Free-text object descriptions:
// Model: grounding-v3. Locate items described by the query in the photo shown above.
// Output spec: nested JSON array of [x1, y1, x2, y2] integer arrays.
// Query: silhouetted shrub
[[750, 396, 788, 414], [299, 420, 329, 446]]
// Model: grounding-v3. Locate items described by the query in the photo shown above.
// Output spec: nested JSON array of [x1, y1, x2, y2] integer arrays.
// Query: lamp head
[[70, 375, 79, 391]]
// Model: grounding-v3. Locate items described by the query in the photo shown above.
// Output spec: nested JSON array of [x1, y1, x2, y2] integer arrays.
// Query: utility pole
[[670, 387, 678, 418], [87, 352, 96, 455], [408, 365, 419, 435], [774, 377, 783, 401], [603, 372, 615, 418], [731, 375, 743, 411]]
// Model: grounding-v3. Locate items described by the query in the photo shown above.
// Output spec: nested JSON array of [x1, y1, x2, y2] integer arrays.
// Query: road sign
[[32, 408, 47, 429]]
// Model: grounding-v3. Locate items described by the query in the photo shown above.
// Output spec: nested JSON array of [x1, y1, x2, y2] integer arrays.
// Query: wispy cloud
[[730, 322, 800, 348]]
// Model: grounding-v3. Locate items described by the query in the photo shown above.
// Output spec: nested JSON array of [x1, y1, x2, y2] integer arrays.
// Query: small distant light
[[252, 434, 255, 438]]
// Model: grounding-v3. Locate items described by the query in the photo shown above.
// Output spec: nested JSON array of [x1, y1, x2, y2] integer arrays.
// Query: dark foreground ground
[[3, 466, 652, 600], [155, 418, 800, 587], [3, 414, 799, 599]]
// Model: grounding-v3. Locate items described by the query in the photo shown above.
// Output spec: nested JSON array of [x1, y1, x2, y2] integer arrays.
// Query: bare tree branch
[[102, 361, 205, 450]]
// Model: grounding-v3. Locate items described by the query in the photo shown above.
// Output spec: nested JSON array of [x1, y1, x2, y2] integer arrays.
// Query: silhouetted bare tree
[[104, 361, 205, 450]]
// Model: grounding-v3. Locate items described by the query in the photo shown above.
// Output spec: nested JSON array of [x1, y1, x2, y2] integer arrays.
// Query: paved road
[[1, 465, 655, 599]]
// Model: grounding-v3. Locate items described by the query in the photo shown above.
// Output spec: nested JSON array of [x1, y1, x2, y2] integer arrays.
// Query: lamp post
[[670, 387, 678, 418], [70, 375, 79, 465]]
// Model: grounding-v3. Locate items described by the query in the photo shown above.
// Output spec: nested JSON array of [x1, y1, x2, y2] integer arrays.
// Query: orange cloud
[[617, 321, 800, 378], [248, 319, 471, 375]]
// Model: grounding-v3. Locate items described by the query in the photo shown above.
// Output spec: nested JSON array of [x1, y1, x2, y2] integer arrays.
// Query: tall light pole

*What to produce*. None of the records may be left out; each is to be restated exactly.

*Your solution*.
// Model: grounding-v3. Locate items described by the query in the photo shown above.
// Output spec: nested JSON array of [x1, y1, x2, y2] integer arrays.
// Query: silhouetted shrub
[[750, 396, 788, 414], [299, 420, 329, 446]]
// Model: grounding-v3. Locate items described by the query in the photo shown above.
// Output spec: nested JSON array of [x1, y1, x2, y2] integer arrays.
// Query: lamp head
[[70, 375, 79, 391]]
// Model: grounding-v3. Locate items described by the query in the photo shown above.
// Output spec: nested JSON array of [x1, y1, x2, y2] integer arrays.
// Query: utility pole
[[670, 387, 678, 418], [87, 352, 96, 455], [408, 365, 419, 435], [774, 377, 783, 401], [603, 372, 615, 418], [731, 375, 743, 411]]
// Model: grounding-v3. Locate items described by the query in the photo shown above.
// Output spec: nested JSON array of [x1, y1, x2, y2] integer arrays.
// Query: road sign
[[32, 408, 47, 429]]
// Model: grounding-v3. Locate items described by the query in the photo shown above.
// Output spec: nested JSON array of [x1, y1, x2, y2] integer arrays.
// Query: wispy cloud
[[730, 322, 800, 348]]
// Model: grounding-v3. Locate items described by the query in the photo shown above.
// Output spec: nested JSON array of [x1, y1, x2, y2] integer arrays.
// Query: small distant light
[[252, 434, 255, 438]]
// Model: grounding-v3. Locate items described by the query in the photo shown above.
// Output spec: nested JSON array of [x1, y1, x2, y2] integer arrays.
// Query: dark foreground ground
[[3, 466, 652, 600], [155, 418, 800, 587], [3, 414, 799, 599]]
// Model: grounding-v3. Locate items described by the query in the photo shown above.
// Output spec: nested JSON array of [x1, y1, x2, y2] integer arrays.
// Query: bare tree branch
[[102, 361, 205, 450]]
// Model: grounding-v3. Locate items described by the query in the photo shown above.
// Output spec: nested JSON array of [x1, y1, x2, y2] integer arrays.
// Query: silhouetted bare tree
[[104, 361, 205, 450]]
// Model: grounding-v3. Locate items described by the query in the photo shown above.
// Output spec: nested JSON array of [x1, y1, x2, y2] integer arrays.
// Query: paved road
[[1, 465, 655, 599]]
// Model: grounding-v3. Locate items described by the query in the photo shown above.
// Output spec: nested JSON array of [x1, y1, x2, y2] integer arrays.
// Query: lamp post
[[670, 387, 678, 418], [70, 375, 79, 465]]
// Model: grounding-v3. Locate items described by the query in the photo shown above.
// Output spec: nested JSON array of [x1, y1, x2, y2] integer arrays.
// Query: orange cloud
[[617, 321, 800, 378], [248, 319, 471, 375]]
// Model: grounding-v3. Locate items described by the query in the photo shown above.
// Output spec: nested JSON array of [x1, y1, x2, y2] integer arrays.
// Query: tall light pole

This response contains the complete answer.